== Task description ==
Restate the whole of the data below word for word, skipping the images.

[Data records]
____________

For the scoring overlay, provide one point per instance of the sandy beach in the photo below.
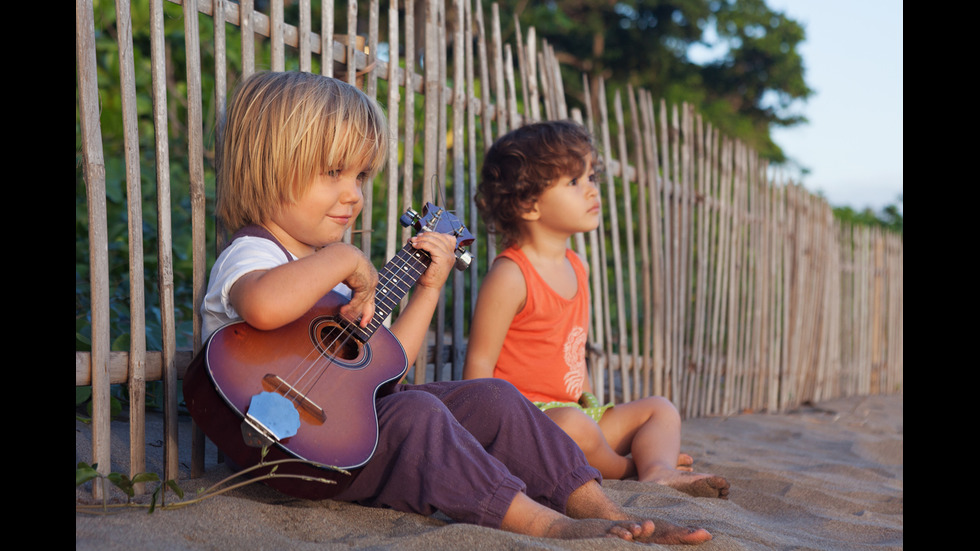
(827, 476)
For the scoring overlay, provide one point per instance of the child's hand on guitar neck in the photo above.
(442, 249)
(362, 281)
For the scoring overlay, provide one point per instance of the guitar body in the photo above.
(307, 390)
(338, 416)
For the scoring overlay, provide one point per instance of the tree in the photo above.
(750, 87)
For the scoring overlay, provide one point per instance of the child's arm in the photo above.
(412, 324)
(269, 299)
(502, 295)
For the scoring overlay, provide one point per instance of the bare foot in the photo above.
(685, 462)
(590, 502)
(668, 534)
(695, 484)
(629, 530)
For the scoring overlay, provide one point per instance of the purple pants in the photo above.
(466, 448)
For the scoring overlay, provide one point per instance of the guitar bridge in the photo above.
(276, 383)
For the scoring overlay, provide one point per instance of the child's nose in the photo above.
(352, 191)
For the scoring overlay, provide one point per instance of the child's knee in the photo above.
(582, 428)
(662, 408)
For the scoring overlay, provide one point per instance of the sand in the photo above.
(827, 476)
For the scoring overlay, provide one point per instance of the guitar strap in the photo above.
(256, 230)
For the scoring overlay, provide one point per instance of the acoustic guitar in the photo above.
(308, 389)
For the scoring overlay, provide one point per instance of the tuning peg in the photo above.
(463, 259)
(409, 218)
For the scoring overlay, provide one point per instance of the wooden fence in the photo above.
(714, 283)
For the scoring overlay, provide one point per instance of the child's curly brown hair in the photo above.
(525, 162)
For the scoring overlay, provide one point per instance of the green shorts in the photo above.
(588, 404)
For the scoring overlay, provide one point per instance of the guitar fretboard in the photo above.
(395, 280)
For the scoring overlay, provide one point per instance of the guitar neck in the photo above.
(395, 280)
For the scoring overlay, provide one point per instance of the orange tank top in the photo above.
(543, 354)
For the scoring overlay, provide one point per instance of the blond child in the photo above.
(531, 319)
(297, 150)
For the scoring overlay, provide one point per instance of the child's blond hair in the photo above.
(283, 130)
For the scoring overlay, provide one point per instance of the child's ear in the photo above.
(531, 212)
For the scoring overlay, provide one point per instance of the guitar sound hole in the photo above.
(335, 341)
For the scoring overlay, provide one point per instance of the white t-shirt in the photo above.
(243, 255)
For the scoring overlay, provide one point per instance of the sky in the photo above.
(853, 61)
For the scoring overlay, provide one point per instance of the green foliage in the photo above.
(749, 88)
(888, 218)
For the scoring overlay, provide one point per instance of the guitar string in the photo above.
(323, 360)
(298, 393)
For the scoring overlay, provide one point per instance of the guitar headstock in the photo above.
(438, 219)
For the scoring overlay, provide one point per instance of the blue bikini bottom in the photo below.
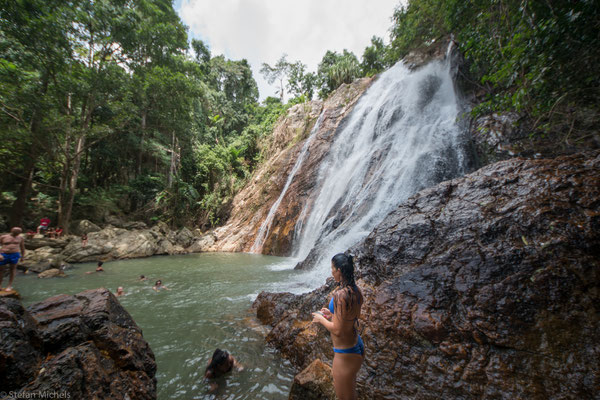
(359, 348)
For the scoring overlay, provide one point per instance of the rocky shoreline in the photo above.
(111, 243)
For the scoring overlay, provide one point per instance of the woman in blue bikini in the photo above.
(341, 320)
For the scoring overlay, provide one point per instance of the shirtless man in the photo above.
(11, 245)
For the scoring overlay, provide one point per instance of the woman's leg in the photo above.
(345, 368)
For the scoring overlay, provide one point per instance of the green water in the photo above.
(207, 307)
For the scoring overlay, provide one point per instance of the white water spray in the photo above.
(265, 228)
(401, 137)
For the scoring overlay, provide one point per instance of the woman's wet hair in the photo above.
(351, 295)
(218, 358)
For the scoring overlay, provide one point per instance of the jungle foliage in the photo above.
(105, 109)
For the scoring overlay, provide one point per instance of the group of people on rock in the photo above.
(11, 251)
(45, 229)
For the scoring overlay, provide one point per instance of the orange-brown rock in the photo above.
(315, 382)
(251, 206)
(483, 287)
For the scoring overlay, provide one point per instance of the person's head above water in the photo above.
(220, 363)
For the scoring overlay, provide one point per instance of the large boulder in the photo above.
(20, 345)
(43, 258)
(485, 286)
(85, 345)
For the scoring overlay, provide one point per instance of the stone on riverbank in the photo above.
(85, 345)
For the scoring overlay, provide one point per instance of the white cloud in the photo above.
(262, 30)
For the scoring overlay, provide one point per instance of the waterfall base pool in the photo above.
(207, 307)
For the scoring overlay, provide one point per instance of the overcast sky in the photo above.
(263, 30)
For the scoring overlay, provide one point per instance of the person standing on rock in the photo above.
(13, 248)
(341, 320)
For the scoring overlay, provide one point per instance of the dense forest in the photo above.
(107, 107)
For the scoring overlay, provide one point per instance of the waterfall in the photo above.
(265, 227)
(402, 136)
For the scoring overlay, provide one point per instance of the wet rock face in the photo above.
(486, 286)
(85, 345)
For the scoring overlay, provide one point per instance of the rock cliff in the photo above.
(486, 286)
(253, 203)
(84, 346)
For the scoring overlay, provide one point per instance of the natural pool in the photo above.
(207, 307)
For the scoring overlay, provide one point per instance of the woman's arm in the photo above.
(335, 325)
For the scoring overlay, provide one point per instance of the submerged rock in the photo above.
(251, 206)
(485, 286)
(86, 346)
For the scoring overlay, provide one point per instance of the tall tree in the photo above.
(277, 72)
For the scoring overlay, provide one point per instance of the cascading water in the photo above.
(402, 136)
(265, 227)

____________

== Response area ==
For the scoring overlay, provide one point per instance of the sandy beach in the photo below.
(827, 476)
For the scoring overlay, provide one point per instance of the child's hand on guitar neck in the photo above.
(442, 249)
(362, 281)
For the scoring overlay, provide one point per instance of the guitar body in the photo above.
(307, 390)
(338, 416)
For the scoring overlay, provide one point per instance of the tree in the photo above.
(750, 87)
For the scoring overlay, provide one point per instance of the child's arm in the photo above.
(412, 324)
(269, 299)
(502, 295)
For the scoring overlay, provide one point per instance of the bare foot in the photo above.
(685, 462)
(590, 502)
(668, 534)
(695, 484)
(629, 530)
For the scoring overlay, provide one point per instance of the purple pants in the photo above.
(466, 448)
For the scoring overlay, provide one point per instance of the guitar bridge in the photo above.
(276, 383)
For the scoring overlay, provide one point per instance of the child's nose in the photo above.
(352, 191)
For the scoring overlay, provide one point per instance of the child's knee in the photo above.
(582, 428)
(662, 408)
For the scoring overlay, provide one point per instance of the sand in the photo above.
(827, 476)
For the scoring overlay, provide one point per instance of the guitar strap in the photo above.
(256, 230)
For the scoring overlay, provide one point per instance of the acoustic guitar in the photo above.
(308, 389)
For the scoring overlay, provide one point per instance of the tuning peg in the photo above.
(463, 259)
(409, 218)
For the scoring overlay, provide one point per instance of the wooden fence in the photo above.
(714, 283)
For the scoring overlay, provide one point per instance of the child's curly brown hair in the photo above.
(525, 162)
For the scoring overlay, provide one point per instance of the green shorts in the photo above.
(588, 404)
For the scoring overlay, provide one point per instance of the guitar fretboard in the photo above.
(395, 280)
For the scoring overlay, provide one point per instance of the guitar neck in the photo above.
(395, 280)
For the scoring overlay, provide one point per instance of the orange tank top in the photo above.
(543, 354)
For the scoring overlay, provide one point per instance of the blond child in the photo above.
(531, 319)
(297, 150)
For the scoring overlay, provide one point per instance of the child's blond hair in the photo above.
(283, 130)
For the scoring overlay, provide one point per instance of the child's ear in the photo above.
(531, 212)
For the scoring overlay, provide one point per instance of the guitar sound hole in the photo above.
(335, 341)
For the scoring overlay, provide one point per instance of the white t-shirt in the photo above.
(243, 255)
For the scoring overlay, provide one point per instance of the sky in the photo above.
(853, 61)
For the scoring overlay, provide one point per instance of the green foliage in the photo above.
(749, 88)
(888, 218)
For the scoring overlay, provide one point per instance of the guitar string in the photo above.
(323, 360)
(298, 393)
For the scoring overlay, provide one point per instance of the guitar headstock in the photo above.
(438, 219)
For the scoring overlay, provide one point per instance of the blue bikini bottom in the photo below.
(359, 348)
For the scoring overlay, provide one point per instance of the rocky shoreline in the photo above.
(111, 243)
For the scoring overlay, provide one point per instance of the woman in blue bikini in the photo above.
(341, 320)
For the scoring overlay, provide one point per instance of the shirtless man in the photo above.
(11, 245)
For the scoring overlay, provide one point per instance of the woman's leg in the photo above.
(345, 368)
For the scoring overlay, provide one point per instance of the green water in the photo above.
(207, 307)
For the scoring overlay, provide one point per instance of the white water spray in the photo above.
(265, 228)
(401, 137)
For the scoring overlay, provide one point per instance of the woman's wet hair in the photo above.
(351, 295)
(218, 358)
For the scoring overlay, provide one point per instance of the jungle foliage in the photo above.
(105, 109)
For the scoring overlay, provide one point per instance of the group of people on rock in the photo above.
(11, 251)
(45, 229)
For the scoring overlay, provide one point per instance of the orange-brown rock in the photo above.
(315, 382)
(251, 206)
(483, 287)
For the scoring overlay, provide one point per instance of the person's head above water in the photo above.
(220, 363)
For the scoring overlay, provide one point per instance of the large boulder in the photo above.
(20, 345)
(43, 258)
(485, 286)
(85, 345)
For the scoring overlay, provide one point per instance of the stone on riverbank in the photo above.
(85, 345)
For the scoring overlay, provide one point per instance of the white cloud in the photo above.
(262, 30)
For the scoring overlay, provide one point per instance of the waterfall base pool in the photo above.
(207, 307)
For the scoring overlay, provide one point per instance of the overcast sky in the photo above.
(263, 30)
For the scoring overlay, provide one point per instance of the person standing on rock in the photo above.
(13, 248)
(341, 320)
For the scoring overlay, provide one point per instance of the dense forest in the photo above.
(107, 107)
For the scoring overlay, provide one point per instance of the waterfall in the photo above.
(265, 227)
(402, 136)
For the scoring overlay, provide one point per instance of the wet rock face in the photo above.
(486, 286)
(85, 345)
For the scoring overlay, provide one point per instance of the rock cliff in the photo above.
(486, 286)
(253, 203)
(84, 346)
For the scoring overlay, provide one point per instance of the natural pool in the photo above.
(207, 307)
For the scoring overlay, provide one point per instance of the woman's arm in the photo above.
(335, 325)
For the scoring overlay, provide one point per instance of the submerged rock in the photo above.
(251, 206)
(485, 286)
(86, 346)
For the scoring overlay, provide one point per instance of the tall tree in the photo above.
(277, 72)
For the scoring overlay, provide one point per instance of the cascading water in the photo above.
(402, 136)
(265, 227)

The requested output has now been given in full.